• _Passage_

James: No, I think it's mostly just the population. I think if you use the exact same variables in the equation, but just used it on your data, it would look pretty similar.

Host: Okay, mysterious. So as mentioned earlier, the guidelines regarding who should receive statins are partly based on a patient's estimated 10-year risk of having a heart attack or stroke. Though the guidelines are more nuanced than this, the threshold for recommending a statin is basically 7.5%, which is the cutoff for moderate risk. People whose risk is above that threshold should generally be on a statin according to the guidelines. Side note for listeners, if you're curious about your risk level, you can estimate it using the MDCalc ASCVD Risk Calculator online, which we will link to in the episode notes.

Since the PREVENT equations generally estimate that people are at lower risk, the number of people above that 7.5 percent threshold would drop substantially if the new equations replaced the old ones. In fact, the new equations would recommend that 14.3 million fewer people be on a statin as compared to the old equations.

Now, of course, recommendations don't translate perfectly to people receiving treatment, so you estimate that the PREVENT equations would cause about 6 million fewer people to receive statins and benefit from the 25 percent relative risk reduction associated with taking statins, which would lead to an additional 77,000 atherosclerotic events.

From this perspective, the PREVENT equations look pretty bad because they're causing 14 million people to lose their statin eligibility, and 77,000 to have a heart attack or stroke. One way to look at this might be to say, yes, it's unfortunate that the new equations would cause a lot of people who would benefit from statins to no longer receive them, say, anyone whose risk was previously estimated to be 8 percent, but is now estimated to be 5 percent.

But we shouldn't be designing equations that misestimate people's risk just so that they can get therapies that might help them. Instead, we should just estimate people's risk accurately. And if the people who would benefit from statins are being told that at their risk level, they don't need one, the cardiologists just need to lower their threshold for recommending statins.

On the other hand, if we knew that that wasn't going to happen in the near future, maybe the world in which we use the old equations, which predict that people are at higher risk, recommend more people to take statins, and prevent tens of thousands of events is a better world since thousands of lives would be saved in that world. So where do you stand on this?

James: One of the motivations of the paper came from the fact that the equation was released before guidelines for how to use it were accompanied with it. And so the temptation, I think, for many clinicians would be to take the previous guideline, which was the 7.5%, and apply it to the new equation.

• _Activity A_
Retype the statin discussion from "Since the PREVENT" up to and including "the old equations.".
• _Activity B_
Extend the conversation about the PREVENT equations and statin eligibility from its last sentence.

Source records

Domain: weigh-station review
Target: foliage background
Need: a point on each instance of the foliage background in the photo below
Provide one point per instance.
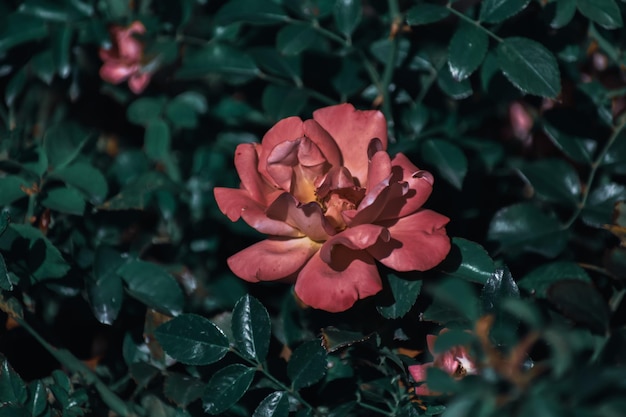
(109, 226)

• _Exercise answer A_
Since the PREVENT equations generally estimate that people are at lower risk, the number of people above that 7.5 percent threshold would drop substantially if the new equations replaced the old ones. In fact, the new equations would recommend that 14.3 million fewer people be on a statin as compared to the old equations.

• _Exercise answer B_
And logically, it's not an inconsistent thing to do because the derivation of the 7.5 percent has nothing to do with the equation that's being used. It's just a matter of cost effectiveness and value and trade-off with potential other side effects. And so, the temptation, I think, would be to take this new equation, which is now available online in an app, and then to plug it in and then use the same 7.5%.

And I think the cautionary tale that we were trying to tell was that we think that both of these were in the wrong direction. So not just that the previous equation was overestimating risk, but the previous threshold could also have been set too high. And so if you keep them both there, then maybe the people receiving statins is roughly in an appropriate place. If you change one without the other, then you're going to see pretty substantial changes.

And so this is also something that is maybe influenced by the fact that I spend a lot of time with cardiologists who generally think that statins should be in the water and everyone should be getting them. But more contemporary data show that the threshold for cost effectiveness or for positive net benefit is a lot lower than seven and a half percent, even lower than five percent.

And so this question of when we have a more accurate equation, but without accompanying recommendations for the best threshold, we should be cautious about applying it to a threshold that was originally intended for a different equation. And it's possible was also set in part because of knowledge about overestimation.

Host: What is your sense of how quickly the guidelines would change if the new PREVENT equations were adopted?

James: That's a great question. I wish I knew. I have heard rumors that this has been in the works for a while because the last set of guidelines on preventive therapies was in 2019 and it's been a while, and I think the same folks who are involved with that are likely involved with the development of the new equations, so I am eagerly anticipating something soon, but have no idea whether that's actually grounded in reality.

Host: On this podcast, we also believe that statins should be in the water. And as you note in the paper, there is growing evidence that young adults may benefit from statins as having lower LDL over the long term is associated with having fewer heart attacks and strokes.

Meanwhile, the PREVENT equations predict that very few adults between the ages of 30 and 40 are at greater than a 7.5 percent risk of having a cardiovascular event in the next decade. This is presumably just true since these events are quite rare among young people.

So the PREVENT equations may be accurate for this population, but it's also possible that the PREVENT equations could lead to recommendations that are bad for this population since starting a statin at age 30 will probably lower one's risk to a lesser extent by age 40, but may have a greater effect at age 50 or 60 or 70, ages at which people tend to experience heart attacks and strokes.

To put this a bit differently, it seems like the model may, in some sense, be trained to predict the wrong thing. We want to reduce someone's lifetime risk but are building models that predict 10-year risk and then using that to make recommendations despite the fact that statins likely reduce a patient's lifetime risk even if their 10-year risk is low. Do you share this concern?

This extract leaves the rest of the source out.